From the items below, pull out each line that contains the word "skirt" and copy those lines.
***** AVAILABLE DATA *****
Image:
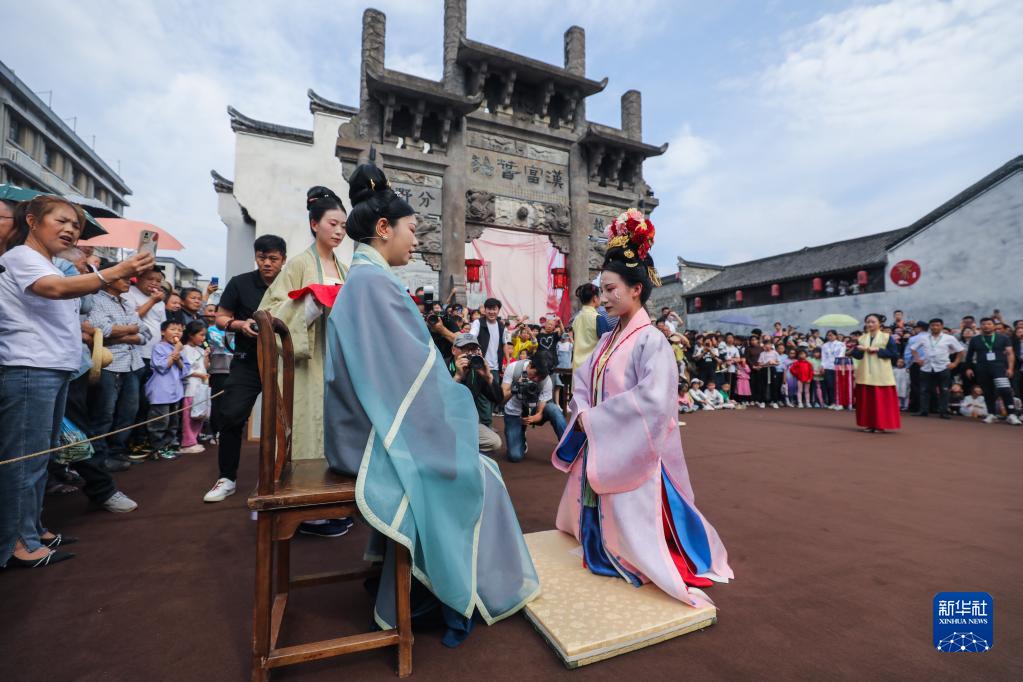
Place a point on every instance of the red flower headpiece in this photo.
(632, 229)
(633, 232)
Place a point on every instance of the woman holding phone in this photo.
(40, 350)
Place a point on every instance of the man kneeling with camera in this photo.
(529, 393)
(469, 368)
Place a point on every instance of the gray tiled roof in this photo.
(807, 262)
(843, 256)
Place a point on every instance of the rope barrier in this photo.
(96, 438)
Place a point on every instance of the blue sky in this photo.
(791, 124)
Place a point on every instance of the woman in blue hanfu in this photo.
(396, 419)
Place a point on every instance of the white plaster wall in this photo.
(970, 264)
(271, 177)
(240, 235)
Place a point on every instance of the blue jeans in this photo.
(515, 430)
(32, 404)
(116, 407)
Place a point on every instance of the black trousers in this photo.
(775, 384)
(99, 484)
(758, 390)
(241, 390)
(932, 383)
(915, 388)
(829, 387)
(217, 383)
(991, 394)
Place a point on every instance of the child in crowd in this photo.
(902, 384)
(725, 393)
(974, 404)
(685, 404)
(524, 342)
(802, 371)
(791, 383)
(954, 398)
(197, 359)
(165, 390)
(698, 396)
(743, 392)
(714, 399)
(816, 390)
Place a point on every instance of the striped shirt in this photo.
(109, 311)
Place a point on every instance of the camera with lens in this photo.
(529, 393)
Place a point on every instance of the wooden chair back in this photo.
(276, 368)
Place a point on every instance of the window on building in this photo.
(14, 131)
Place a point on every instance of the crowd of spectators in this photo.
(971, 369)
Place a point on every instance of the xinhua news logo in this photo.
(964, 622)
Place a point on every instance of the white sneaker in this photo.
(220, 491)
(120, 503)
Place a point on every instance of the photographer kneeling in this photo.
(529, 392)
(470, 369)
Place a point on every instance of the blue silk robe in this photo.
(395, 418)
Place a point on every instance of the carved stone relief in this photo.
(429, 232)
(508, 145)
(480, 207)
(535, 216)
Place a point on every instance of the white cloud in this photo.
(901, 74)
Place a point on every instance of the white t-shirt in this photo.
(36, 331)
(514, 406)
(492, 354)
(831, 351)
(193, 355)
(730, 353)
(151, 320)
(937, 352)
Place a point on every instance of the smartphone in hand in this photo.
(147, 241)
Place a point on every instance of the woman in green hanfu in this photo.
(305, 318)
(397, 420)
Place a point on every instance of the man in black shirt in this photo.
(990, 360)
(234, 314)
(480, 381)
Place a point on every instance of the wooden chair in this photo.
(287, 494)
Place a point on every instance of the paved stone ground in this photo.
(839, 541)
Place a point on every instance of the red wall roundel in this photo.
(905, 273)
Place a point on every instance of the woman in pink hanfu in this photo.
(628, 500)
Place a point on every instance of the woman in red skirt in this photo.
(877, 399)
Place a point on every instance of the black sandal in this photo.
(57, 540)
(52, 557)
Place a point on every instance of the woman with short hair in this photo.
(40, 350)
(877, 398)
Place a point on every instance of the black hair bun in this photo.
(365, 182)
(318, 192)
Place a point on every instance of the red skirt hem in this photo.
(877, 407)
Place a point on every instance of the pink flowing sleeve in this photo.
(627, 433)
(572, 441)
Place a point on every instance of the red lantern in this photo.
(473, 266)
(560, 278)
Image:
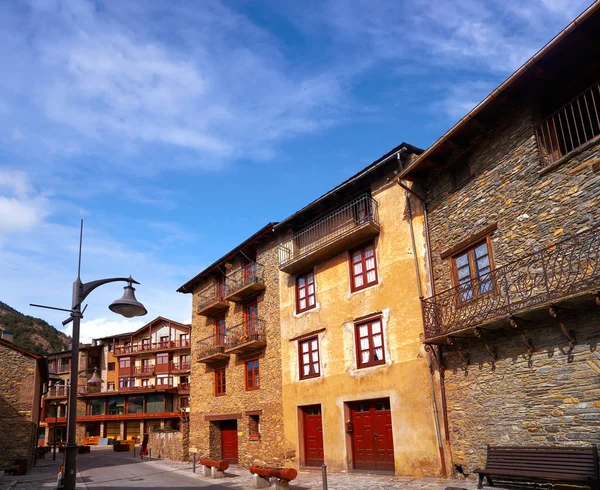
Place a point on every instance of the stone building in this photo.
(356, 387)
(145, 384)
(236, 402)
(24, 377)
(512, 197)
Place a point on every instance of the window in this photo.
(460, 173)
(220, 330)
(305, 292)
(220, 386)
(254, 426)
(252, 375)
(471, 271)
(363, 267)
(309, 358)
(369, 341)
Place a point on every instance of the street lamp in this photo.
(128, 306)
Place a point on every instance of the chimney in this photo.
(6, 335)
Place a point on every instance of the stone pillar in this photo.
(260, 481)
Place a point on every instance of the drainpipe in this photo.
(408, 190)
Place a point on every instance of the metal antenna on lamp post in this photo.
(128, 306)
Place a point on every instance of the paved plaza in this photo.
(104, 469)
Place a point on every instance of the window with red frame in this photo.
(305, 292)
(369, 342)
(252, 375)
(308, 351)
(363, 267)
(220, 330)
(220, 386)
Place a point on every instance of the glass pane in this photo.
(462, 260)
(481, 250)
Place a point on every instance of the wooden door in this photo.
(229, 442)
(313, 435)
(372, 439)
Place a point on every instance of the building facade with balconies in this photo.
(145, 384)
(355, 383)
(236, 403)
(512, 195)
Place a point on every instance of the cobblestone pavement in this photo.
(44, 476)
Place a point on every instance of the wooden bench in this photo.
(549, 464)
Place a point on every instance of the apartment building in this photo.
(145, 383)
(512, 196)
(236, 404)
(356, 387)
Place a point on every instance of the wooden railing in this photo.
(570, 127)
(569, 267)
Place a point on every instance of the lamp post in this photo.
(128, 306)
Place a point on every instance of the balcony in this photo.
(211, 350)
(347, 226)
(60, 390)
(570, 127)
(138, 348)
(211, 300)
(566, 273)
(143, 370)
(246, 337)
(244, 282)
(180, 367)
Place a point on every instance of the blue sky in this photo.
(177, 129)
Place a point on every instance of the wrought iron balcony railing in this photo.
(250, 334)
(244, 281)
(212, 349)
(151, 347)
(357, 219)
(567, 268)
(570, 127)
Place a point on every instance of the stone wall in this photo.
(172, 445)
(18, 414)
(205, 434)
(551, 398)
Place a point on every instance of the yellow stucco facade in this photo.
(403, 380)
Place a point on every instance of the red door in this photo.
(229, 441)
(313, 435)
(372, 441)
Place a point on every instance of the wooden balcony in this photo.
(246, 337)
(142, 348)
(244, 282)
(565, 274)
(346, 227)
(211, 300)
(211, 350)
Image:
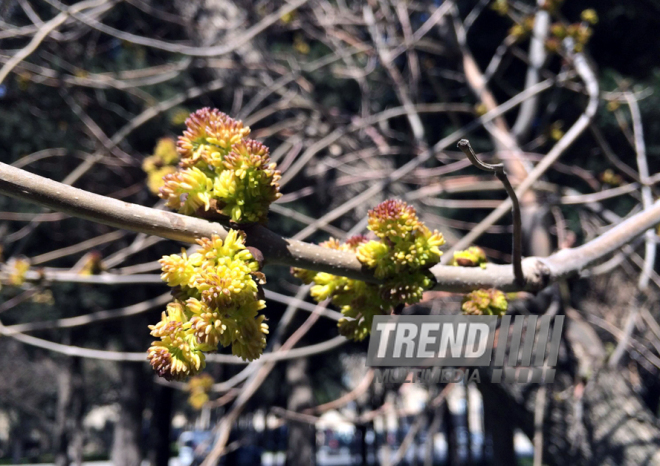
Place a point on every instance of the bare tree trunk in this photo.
*****
***** AVAILABLE DATA *****
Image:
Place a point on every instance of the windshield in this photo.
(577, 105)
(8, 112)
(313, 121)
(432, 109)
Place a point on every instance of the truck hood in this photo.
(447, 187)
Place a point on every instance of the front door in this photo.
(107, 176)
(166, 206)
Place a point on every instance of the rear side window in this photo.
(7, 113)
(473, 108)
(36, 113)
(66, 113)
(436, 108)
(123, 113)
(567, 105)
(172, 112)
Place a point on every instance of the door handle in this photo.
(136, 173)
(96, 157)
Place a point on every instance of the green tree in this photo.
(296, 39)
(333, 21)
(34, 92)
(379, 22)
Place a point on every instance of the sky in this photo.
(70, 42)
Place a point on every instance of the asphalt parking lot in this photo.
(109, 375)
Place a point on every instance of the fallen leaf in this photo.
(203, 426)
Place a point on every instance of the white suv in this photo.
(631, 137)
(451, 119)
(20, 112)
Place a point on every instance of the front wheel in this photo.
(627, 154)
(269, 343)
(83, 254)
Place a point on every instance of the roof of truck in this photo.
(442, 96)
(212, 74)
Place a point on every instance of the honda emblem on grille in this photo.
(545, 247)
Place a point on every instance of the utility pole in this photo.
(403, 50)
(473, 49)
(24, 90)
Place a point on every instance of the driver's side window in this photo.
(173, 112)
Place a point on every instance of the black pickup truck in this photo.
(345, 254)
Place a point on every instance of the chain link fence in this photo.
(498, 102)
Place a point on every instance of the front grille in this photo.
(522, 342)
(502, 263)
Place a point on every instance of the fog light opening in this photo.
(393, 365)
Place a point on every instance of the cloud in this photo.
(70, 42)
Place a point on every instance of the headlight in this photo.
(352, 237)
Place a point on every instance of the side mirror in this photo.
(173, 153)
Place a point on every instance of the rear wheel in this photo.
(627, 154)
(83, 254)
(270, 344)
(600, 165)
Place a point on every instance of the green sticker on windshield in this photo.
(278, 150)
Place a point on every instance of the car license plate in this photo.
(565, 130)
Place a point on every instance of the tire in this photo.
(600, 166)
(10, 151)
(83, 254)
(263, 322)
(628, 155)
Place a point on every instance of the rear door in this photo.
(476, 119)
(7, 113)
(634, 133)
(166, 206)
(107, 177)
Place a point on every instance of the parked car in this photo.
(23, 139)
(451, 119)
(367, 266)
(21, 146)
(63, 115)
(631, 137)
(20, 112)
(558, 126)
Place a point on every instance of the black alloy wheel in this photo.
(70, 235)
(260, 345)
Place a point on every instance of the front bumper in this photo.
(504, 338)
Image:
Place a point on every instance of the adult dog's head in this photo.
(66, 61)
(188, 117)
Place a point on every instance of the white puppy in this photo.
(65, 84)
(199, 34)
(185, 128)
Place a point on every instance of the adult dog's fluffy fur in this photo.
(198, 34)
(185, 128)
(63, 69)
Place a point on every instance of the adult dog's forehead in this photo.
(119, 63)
*****
***** AVAILABLE DATA *****
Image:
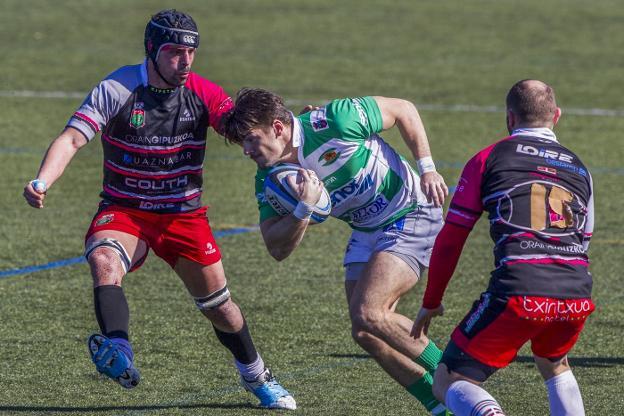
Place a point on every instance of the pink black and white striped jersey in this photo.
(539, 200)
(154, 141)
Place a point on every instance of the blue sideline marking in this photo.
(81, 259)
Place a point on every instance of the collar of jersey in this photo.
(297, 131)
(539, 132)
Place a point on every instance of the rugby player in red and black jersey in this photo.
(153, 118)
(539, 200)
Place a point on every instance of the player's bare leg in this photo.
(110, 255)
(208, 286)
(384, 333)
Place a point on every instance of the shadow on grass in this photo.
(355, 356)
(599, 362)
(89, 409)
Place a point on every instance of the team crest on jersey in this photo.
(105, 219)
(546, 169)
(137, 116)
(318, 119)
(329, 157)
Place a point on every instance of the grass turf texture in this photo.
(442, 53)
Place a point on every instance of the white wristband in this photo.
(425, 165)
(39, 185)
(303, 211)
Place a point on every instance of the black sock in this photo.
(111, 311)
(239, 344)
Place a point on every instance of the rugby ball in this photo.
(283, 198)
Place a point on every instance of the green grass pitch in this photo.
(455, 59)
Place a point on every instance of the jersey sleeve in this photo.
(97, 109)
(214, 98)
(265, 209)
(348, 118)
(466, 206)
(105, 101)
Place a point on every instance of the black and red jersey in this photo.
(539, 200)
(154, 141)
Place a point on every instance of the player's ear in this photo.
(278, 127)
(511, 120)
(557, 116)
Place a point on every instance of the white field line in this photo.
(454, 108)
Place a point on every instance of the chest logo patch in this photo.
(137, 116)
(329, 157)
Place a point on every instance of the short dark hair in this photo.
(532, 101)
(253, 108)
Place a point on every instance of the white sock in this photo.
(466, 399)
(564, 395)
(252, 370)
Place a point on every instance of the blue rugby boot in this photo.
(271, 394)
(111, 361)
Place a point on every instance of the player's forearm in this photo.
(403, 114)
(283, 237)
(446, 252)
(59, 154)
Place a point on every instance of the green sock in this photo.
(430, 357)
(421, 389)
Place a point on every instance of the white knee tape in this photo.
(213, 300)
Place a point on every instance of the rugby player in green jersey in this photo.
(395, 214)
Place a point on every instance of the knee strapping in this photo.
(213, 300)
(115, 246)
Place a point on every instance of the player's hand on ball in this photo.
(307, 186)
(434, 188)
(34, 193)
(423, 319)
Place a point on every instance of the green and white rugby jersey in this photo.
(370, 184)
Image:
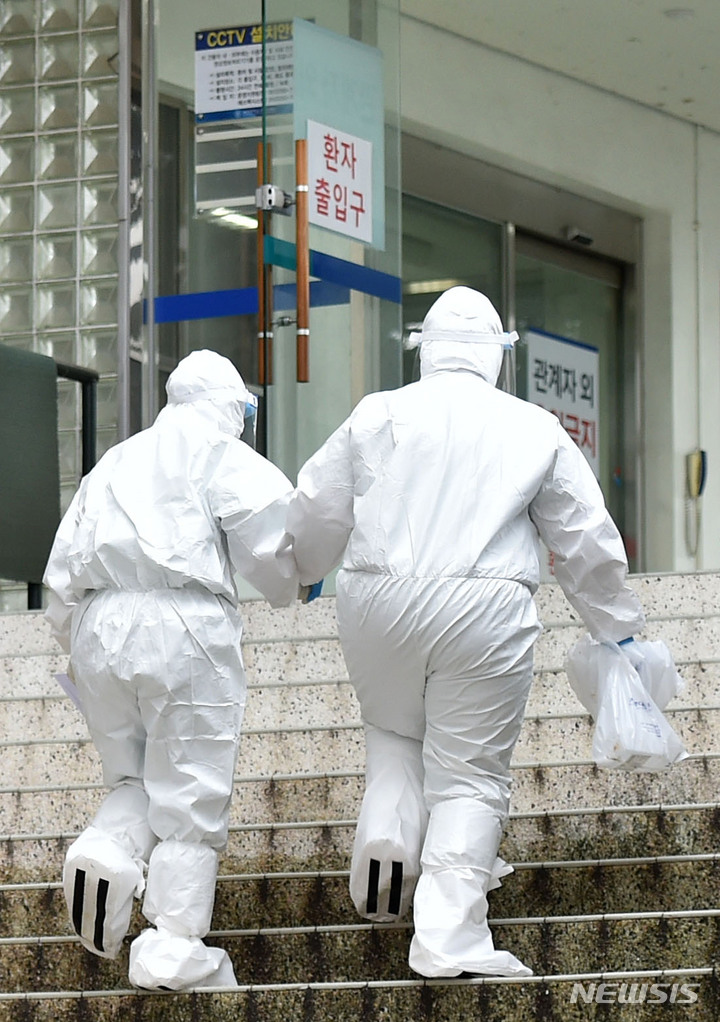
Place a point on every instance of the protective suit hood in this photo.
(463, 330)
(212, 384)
*****
EXPECTED ANSWER:
Place a point on every instance of the woman in red skirt in this photo.
Place a point on every instance of the red skirt hem in this photo.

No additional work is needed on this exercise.